### Fragmento del documento
★ ★ ★

Recuerdo perfectamente la ilusión con la que acudí aquel día a este edificio colosal, que en Navidades tiene un brillo especial, como todos en esta zona de la ciudad de trazado reticular, donde las avenidas son anchas, los chaflanes de los edificios parecen proas de transatlánticos y los escaparates de los grandes comercios son luminosos como teatros. La Gran Vía lleva la fama metropolitana, pero son Alcalá, Narváez, Goya y O’Donnell las que, por la similitud entrañable que guardan con el Midtown, de verdad cardan la lana. El Palacio de los Deportes es el Madison Square Garden madrileño. Y en el Midtown nació, en parte, la historia de El Tamborilero.

★ ★ ★

### Lista de tareas
1 - Transcribe del fragmento sobre Madrid todo lo que va desde "Recuerdo perfectamente la" hasta "de El Tamborilero.".
2 - Traduce al inglés esta oración del fragmento sobre Madrid: "El Palacio de los Deportes es el Madison Square Garden madrileño."

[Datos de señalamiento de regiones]
★ ★ ★

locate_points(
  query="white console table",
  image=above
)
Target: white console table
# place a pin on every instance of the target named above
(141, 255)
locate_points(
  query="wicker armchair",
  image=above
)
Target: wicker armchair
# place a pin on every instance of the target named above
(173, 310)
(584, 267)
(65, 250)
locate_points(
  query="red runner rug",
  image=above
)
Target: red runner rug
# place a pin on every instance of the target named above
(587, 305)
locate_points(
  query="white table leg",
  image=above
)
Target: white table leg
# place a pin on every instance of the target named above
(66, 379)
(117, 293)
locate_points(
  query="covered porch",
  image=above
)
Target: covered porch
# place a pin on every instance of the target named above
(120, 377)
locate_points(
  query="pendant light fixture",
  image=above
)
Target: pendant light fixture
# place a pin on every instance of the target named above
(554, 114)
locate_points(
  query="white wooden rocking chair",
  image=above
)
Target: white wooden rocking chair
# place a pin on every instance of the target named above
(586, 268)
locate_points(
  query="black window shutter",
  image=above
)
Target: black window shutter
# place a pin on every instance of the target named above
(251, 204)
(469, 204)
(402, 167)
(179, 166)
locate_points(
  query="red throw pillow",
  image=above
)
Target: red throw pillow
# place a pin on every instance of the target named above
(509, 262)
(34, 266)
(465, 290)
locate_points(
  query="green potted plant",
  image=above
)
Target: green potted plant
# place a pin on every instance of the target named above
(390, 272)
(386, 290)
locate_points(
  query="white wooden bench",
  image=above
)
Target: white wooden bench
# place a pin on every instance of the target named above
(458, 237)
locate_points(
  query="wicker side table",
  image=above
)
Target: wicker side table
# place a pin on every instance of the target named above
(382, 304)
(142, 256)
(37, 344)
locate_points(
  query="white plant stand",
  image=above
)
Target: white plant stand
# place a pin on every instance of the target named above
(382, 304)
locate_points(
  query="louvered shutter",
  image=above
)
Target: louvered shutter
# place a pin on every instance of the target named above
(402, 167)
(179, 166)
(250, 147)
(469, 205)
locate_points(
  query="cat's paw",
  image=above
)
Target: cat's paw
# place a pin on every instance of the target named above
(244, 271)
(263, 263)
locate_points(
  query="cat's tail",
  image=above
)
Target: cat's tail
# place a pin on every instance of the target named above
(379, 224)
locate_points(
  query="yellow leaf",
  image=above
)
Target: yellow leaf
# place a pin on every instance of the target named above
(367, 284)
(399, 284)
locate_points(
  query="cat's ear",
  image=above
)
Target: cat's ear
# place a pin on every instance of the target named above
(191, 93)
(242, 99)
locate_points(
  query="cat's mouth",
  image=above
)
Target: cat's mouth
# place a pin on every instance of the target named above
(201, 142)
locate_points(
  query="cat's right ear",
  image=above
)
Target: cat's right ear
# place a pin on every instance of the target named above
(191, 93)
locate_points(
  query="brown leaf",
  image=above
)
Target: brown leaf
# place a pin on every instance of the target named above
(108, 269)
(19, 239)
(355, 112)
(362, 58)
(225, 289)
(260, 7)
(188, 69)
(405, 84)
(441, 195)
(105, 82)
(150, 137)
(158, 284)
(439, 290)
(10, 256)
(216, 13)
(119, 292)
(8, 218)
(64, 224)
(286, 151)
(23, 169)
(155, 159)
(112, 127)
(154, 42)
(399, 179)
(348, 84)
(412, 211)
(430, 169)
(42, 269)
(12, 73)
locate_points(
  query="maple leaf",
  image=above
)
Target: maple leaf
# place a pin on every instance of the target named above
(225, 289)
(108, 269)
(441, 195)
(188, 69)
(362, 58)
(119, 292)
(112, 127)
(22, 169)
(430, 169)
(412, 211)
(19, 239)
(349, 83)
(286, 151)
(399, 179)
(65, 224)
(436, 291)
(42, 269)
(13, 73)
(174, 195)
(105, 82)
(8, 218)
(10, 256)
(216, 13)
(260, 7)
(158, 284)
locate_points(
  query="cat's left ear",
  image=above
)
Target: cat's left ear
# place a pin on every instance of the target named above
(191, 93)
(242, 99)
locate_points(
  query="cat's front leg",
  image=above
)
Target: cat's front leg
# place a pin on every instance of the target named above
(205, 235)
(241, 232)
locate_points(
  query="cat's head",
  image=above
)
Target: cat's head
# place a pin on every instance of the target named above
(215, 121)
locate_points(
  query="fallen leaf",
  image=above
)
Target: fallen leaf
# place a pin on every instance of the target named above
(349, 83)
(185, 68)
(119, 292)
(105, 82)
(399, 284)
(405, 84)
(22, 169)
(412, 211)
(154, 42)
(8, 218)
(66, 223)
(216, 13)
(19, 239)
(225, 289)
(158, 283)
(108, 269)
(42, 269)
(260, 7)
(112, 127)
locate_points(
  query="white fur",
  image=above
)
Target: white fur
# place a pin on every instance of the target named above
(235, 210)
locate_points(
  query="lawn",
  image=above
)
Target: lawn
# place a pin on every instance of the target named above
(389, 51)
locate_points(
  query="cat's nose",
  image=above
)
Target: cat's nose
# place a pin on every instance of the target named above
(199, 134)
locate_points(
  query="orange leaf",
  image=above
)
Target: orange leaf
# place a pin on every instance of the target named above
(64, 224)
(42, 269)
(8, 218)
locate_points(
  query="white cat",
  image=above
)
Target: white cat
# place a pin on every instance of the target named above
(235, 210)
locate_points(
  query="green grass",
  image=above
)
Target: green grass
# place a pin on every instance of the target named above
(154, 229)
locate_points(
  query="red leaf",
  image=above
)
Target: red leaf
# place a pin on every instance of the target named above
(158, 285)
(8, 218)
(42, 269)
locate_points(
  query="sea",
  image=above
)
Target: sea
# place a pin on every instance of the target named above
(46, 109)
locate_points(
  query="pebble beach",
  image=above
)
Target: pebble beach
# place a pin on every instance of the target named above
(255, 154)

★ ★ ★

### Soluciones
1 -
Recuerdo perfectamente la ilusión con la que acudí aquel día a este edificio colosal, que en Navidades tiene un brillo especial, como todos en esta zona de la ciudad de trazado reticular, donde las avenidas son anchas, los chaflanes de los edificios parecen proas de transatlánticos y los escaparates de los grandes comercios son luminosos como teatros. La Gran Vía lleva la fama metropolitana, pero son Alcalá, Narváez, Goya y O’Donnell las que, por la similitud entrañable que guardan con el Midtown, de verdad cardan la lana. El Palacio de los Deportes es el Madison Square Garden madrileño. Y en el Midtown nació, en parte, la historia de El Tamborilero.

2 - The Palacio de los Deportes is Madrid's Madison Square Garden.